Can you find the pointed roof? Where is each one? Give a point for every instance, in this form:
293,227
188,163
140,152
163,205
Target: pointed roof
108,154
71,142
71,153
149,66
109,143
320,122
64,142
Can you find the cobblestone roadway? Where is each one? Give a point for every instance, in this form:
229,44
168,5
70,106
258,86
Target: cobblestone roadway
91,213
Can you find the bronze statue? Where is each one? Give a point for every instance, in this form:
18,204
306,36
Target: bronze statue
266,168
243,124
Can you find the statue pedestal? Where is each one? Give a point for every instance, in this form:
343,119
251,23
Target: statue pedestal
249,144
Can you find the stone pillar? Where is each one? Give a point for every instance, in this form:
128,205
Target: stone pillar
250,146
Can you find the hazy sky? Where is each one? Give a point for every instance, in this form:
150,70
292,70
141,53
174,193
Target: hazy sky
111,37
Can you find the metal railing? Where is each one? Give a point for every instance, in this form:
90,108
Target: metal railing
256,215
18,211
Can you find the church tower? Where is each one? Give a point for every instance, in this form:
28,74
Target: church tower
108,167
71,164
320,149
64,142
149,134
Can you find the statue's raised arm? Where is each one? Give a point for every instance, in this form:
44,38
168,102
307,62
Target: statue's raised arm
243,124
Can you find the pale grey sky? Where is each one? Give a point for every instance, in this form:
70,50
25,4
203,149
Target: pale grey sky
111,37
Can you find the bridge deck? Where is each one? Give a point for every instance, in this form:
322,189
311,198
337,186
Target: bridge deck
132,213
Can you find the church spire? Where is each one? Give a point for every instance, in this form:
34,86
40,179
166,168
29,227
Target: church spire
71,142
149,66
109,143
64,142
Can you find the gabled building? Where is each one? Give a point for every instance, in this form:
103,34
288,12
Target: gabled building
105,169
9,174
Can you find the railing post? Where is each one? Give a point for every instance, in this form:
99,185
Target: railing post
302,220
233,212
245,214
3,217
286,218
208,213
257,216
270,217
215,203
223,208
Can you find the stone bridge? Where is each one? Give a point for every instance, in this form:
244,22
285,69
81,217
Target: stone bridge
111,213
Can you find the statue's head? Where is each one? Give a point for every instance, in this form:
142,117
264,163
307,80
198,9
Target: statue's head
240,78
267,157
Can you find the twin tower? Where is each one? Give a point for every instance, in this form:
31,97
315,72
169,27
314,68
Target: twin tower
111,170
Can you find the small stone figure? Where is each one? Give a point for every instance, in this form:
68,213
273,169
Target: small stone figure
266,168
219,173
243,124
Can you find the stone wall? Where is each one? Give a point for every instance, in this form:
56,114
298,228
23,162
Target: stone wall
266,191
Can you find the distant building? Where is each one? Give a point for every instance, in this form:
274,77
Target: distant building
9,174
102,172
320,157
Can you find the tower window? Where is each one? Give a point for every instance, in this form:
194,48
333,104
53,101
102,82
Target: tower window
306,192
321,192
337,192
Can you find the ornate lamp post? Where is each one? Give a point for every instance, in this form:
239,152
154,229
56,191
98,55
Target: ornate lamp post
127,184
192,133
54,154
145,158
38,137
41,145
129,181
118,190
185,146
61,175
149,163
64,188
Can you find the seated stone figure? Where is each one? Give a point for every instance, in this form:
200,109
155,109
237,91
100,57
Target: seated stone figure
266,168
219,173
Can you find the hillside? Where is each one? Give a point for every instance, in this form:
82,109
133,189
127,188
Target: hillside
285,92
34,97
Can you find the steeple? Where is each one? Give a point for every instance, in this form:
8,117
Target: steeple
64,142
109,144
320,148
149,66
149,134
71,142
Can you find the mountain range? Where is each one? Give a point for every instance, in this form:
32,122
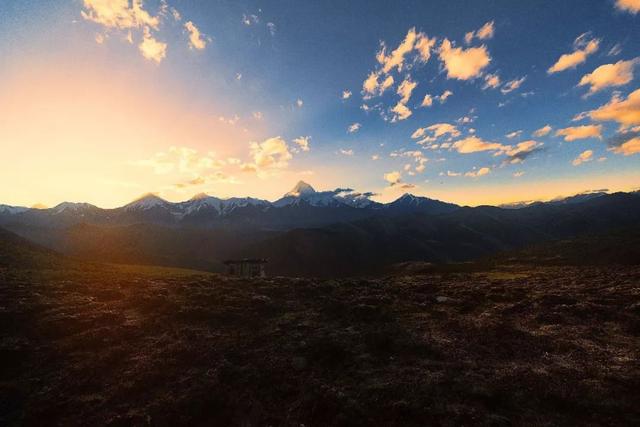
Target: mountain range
302,206
312,233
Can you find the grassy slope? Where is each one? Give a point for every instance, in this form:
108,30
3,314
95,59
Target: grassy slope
123,345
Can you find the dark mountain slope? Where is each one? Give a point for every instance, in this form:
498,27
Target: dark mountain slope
18,252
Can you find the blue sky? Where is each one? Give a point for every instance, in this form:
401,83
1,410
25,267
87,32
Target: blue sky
253,100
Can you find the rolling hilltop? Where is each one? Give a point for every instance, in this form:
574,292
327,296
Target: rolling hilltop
311,233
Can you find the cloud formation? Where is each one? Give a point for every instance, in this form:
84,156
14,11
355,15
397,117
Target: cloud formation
632,6
580,132
196,40
609,75
131,18
151,48
268,155
543,131
302,142
463,64
582,49
393,178
354,127
625,143
624,111
512,85
476,173
491,81
473,144
585,156
485,32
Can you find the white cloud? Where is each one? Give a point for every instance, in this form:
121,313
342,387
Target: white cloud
445,95
249,20
580,132
393,178
354,127
519,152
514,134
442,129
608,75
427,101
121,14
512,85
491,81
582,49
463,64
478,173
272,28
401,112
628,148
182,160
474,144
543,131
632,6
624,111
585,156
302,142
270,154
151,48
485,32
196,41
405,89
396,58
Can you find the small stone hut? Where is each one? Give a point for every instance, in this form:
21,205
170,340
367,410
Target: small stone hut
247,267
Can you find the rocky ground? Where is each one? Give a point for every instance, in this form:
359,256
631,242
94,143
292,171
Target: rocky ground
145,346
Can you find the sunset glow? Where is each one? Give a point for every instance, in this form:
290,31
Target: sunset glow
102,101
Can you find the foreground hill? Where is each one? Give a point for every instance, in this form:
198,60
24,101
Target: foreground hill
127,346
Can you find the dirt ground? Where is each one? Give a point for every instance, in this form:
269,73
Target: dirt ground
145,346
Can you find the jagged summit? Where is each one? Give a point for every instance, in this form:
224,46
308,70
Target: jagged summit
301,189
200,196
72,207
147,201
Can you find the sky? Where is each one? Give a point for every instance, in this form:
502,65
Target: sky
473,102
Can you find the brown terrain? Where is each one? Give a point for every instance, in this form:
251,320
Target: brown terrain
89,344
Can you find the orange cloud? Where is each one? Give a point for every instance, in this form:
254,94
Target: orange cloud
473,144
196,41
632,6
463,64
585,156
580,132
628,148
608,75
624,111
582,49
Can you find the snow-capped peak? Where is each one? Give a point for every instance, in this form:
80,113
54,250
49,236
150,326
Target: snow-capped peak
71,207
12,210
200,196
147,201
301,189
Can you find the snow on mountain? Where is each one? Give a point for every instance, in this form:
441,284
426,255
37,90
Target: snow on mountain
202,201
146,202
304,192
12,210
71,207
301,189
236,202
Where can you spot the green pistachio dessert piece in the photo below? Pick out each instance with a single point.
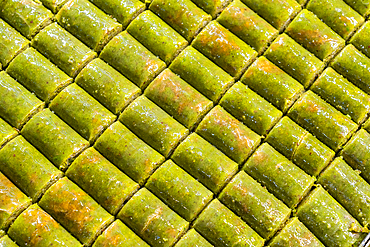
(228, 134)
(222, 227)
(107, 85)
(295, 234)
(129, 153)
(322, 120)
(248, 26)
(6, 132)
(123, 11)
(152, 220)
(82, 112)
(119, 234)
(153, 125)
(250, 108)
(277, 12)
(27, 168)
(75, 210)
(294, 60)
(272, 83)
(357, 153)
(361, 38)
(280, 176)
(180, 191)
(361, 6)
(102, 180)
(178, 98)
(54, 138)
(204, 162)
(348, 188)
(255, 205)
(157, 36)
(309, 31)
(224, 48)
(329, 221)
(132, 59)
(27, 16)
(38, 74)
(194, 239)
(356, 72)
(343, 95)
(34, 227)
(12, 202)
(201, 73)
(299, 146)
(11, 43)
(182, 15)
(88, 23)
(337, 15)
(63, 49)
(212, 7)
(17, 104)
(7, 242)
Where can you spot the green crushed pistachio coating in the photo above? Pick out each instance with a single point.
(17, 104)
(152, 220)
(27, 168)
(180, 191)
(329, 221)
(228, 134)
(54, 138)
(295, 234)
(201, 73)
(182, 15)
(343, 95)
(153, 125)
(255, 205)
(82, 112)
(157, 36)
(132, 59)
(178, 98)
(322, 120)
(250, 108)
(123, 11)
(194, 239)
(296, 61)
(34, 227)
(27, 16)
(63, 49)
(12, 202)
(107, 85)
(272, 83)
(38, 74)
(11, 43)
(348, 188)
(337, 15)
(222, 227)
(102, 180)
(6, 132)
(224, 49)
(204, 162)
(119, 234)
(356, 72)
(128, 152)
(280, 176)
(299, 146)
(277, 12)
(357, 153)
(75, 210)
(248, 26)
(88, 23)
(309, 31)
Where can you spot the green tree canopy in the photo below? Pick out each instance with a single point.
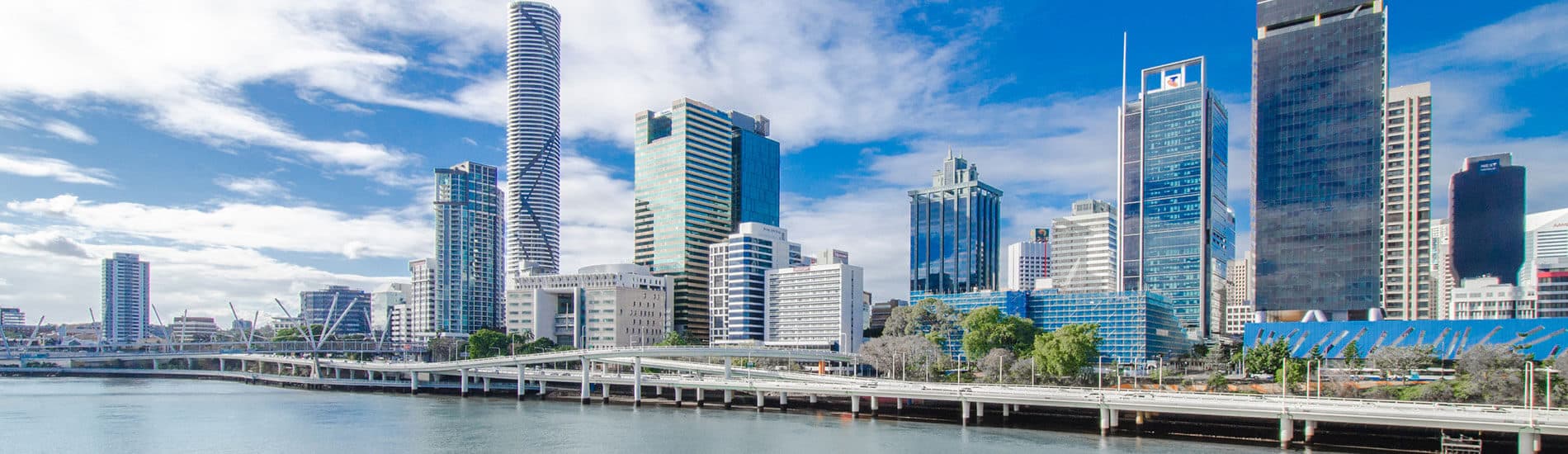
(1068, 351)
(987, 329)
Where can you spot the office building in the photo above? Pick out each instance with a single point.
(1448, 340)
(954, 231)
(125, 299)
(700, 173)
(1489, 297)
(533, 139)
(1407, 205)
(1176, 231)
(815, 307)
(193, 329)
(1239, 296)
(1487, 219)
(616, 305)
(12, 318)
(1023, 264)
(1319, 71)
(1551, 288)
(737, 281)
(339, 310)
(381, 304)
(468, 262)
(1084, 248)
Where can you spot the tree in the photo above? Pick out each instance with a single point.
(1352, 354)
(1065, 352)
(1400, 360)
(676, 340)
(994, 363)
(988, 329)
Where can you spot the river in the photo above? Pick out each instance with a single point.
(168, 415)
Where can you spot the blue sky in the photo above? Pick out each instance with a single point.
(254, 149)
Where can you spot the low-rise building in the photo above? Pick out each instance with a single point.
(1487, 297)
(615, 305)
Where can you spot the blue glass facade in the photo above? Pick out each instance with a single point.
(1487, 219)
(954, 243)
(1134, 325)
(1317, 90)
(1540, 338)
(1178, 231)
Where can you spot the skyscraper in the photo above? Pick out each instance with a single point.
(533, 139)
(1407, 205)
(1176, 225)
(954, 244)
(1317, 97)
(336, 308)
(1487, 219)
(1023, 264)
(1084, 248)
(468, 264)
(125, 299)
(737, 297)
(700, 170)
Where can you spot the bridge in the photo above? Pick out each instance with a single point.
(689, 374)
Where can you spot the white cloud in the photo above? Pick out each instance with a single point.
(52, 168)
(251, 186)
(243, 225)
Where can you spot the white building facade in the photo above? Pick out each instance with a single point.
(1023, 264)
(616, 305)
(817, 307)
(1084, 248)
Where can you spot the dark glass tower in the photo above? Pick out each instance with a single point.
(1487, 217)
(1178, 233)
(1317, 97)
(954, 231)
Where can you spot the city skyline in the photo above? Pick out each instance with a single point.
(328, 206)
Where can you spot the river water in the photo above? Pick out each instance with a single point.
(167, 415)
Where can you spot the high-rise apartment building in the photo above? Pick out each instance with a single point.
(1407, 205)
(616, 305)
(1176, 225)
(1084, 248)
(737, 281)
(1023, 264)
(700, 173)
(1487, 219)
(125, 299)
(815, 307)
(338, 310)
(954, 231)
(1319, 71)
(533, 139)
(1239, 296)
(468, 264)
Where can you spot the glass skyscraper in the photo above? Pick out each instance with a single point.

▸ WHAT IS EXPECTED: Everything from the line with "Where can you spot the city" through the last line of the entries is to be written out again, unchanged; nothing else belongs in the answer.

▸ ANSWER:
Where can you spot the city skyline in the photo above? Pick out each instance with a single point.
(328, 206)
Where can you spot the river water in the photo above? Pick out each instance with a single point.
(167, 415)
Where can you spot the high-rise apartment building in the photo above? Pick out each instance with a single point.
(1407, 205)
(616, 305)
(1176, 225)
(1084, 248)
(737, 281)
(1023, 264)
(700, 173)
(1487, 219)
(125, 299)
(815, 307)
(338, 310)
(954, 231)
(1319, 71)
(533, 139)
(1239, 296)
(468, 264)
Where can you spot the glass skyscraper in the photo above? Pick out each instance with a single point.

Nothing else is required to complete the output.